### Document extract
We are not reliant on the economy of any one country, region or industry. Based on where orders originated, approximately 60% of our 2016 revenue was generated in the United States, 13% in France, 12% in the United Kingdom, and 15% in other countries. Our customers are also highly diversified across every major industry, with retail and e-commerce historically accounting for approximately a quarter of our revenue.
In our Transportation segment, we are the second largest freight brokerage provider globally, and we hold industry-leading positions in North America and Europe. In North America, we are the largest provider of last mile logistics for heavy goods; the largest manager of expedite shipments; the second largest provider of less-than-truckload ("LTL") transportation; and the third largest provider of intermodal services; as well as a global freight forwarder with a large network of ocean, air, ground and border services.
In Europe, we have the largest owned road transportation fleet. We offer full truckload transportation in Europe as dedicated, non-dedicated and brokered services; last mile logistics services; and LTL transportation through one of the largest LTL networks in Western Europe.
Our blended model of owned, contracted and brokered capacity gives us the flexibility to offer solutions that best serve the interests of our customers and the Company. As of
June 30, 2017
, globally, we had approximately 11,000 independent owner
operators under contract to provide drayage, expedite, last mile and LTL services to our customers, and more than 50,000 independent brokered carriers representing approximately 1,000,000 trucks on the road.
We employ professional drivers who transport goods for customers using our fleet of owned and leased trucks and trailers. Globally, our fleet encompasses approximately 16,000 tractors and 39,000 trailers primarily related to our LTL and full truckload operations. These assets also provide capacity for our freight brokerage operations. Our company overall is asset-light, with assets accounting for just under a third of our revenue.
In our Logistics segment, which we sometimes refer to as "supply chain" or "contract business," we provide a range of services, including highly engineered and customized solutions, value-added warehousing and distribution, cold chain solutions and other inventory management solutions. We perform e-commerce fulfillment, order personalization, reverse logistics, recycling, storage, factory support, aftermarket support, manufacturing, distribution, packaging and labeling, as well as supply chain optimization services such as production flow management and transportation management.
XPO is the second largest contract logistics provider worldwide, with a broad footprint of shared and dedicated facilities that makes us attractive to multinational customers. Our logistics customers include the preeminent names in aerospace, retail, technology, manufacturing, food and beverage, wireless, chemical, agribusiness, life sciences and healthcare.

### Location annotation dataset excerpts

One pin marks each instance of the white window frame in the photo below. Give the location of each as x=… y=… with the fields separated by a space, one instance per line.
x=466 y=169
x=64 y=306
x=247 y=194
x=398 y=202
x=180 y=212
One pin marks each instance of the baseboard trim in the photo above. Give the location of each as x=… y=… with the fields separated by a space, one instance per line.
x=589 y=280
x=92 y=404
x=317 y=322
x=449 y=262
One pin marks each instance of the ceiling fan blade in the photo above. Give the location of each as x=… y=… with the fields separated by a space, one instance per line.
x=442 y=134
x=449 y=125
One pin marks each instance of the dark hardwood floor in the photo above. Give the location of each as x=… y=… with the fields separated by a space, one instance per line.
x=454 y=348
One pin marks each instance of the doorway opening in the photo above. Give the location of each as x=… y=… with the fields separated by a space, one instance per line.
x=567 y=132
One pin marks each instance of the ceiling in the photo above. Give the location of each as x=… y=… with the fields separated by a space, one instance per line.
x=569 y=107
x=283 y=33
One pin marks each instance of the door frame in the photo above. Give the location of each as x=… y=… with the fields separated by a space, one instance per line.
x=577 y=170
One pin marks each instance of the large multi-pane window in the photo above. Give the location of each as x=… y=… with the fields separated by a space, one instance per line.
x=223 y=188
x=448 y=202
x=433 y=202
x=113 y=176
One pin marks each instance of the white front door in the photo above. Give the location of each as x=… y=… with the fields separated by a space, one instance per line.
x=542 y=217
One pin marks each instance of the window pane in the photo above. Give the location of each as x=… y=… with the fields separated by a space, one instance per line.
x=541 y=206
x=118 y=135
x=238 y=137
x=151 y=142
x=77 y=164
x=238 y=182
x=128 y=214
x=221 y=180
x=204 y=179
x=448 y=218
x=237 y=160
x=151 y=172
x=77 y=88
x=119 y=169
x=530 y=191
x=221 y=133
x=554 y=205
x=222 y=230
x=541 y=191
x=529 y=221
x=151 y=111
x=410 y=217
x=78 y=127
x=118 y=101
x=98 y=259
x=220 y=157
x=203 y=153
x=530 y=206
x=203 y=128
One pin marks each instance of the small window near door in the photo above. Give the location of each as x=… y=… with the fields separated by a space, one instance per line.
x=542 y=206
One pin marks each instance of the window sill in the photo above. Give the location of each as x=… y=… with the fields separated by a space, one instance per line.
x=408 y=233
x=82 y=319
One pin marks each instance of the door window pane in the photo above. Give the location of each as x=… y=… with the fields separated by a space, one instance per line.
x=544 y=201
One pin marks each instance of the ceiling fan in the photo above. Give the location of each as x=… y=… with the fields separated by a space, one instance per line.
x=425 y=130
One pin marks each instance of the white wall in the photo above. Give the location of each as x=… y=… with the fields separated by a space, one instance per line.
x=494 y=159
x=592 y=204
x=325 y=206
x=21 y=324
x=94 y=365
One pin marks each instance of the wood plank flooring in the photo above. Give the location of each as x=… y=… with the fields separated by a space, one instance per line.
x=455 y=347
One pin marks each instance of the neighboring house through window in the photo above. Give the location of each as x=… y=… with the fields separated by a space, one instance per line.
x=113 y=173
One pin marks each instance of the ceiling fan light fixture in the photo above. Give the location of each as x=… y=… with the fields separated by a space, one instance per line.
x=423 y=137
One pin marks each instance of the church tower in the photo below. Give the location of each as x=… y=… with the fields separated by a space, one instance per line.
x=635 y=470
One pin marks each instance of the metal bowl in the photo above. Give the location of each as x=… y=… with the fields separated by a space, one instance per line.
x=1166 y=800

### Instructions to follow
From the logistics company excerpt, list every ranked position the company claims to hold in North America, giving each rank with its service.

### Written reply
- Largest provider of last mile logistics for heavy goods
- Largest manager of expedite shipments
- Second largest provider of less-than-truckload (LTL) transportation
- Third largest provider of intermodal services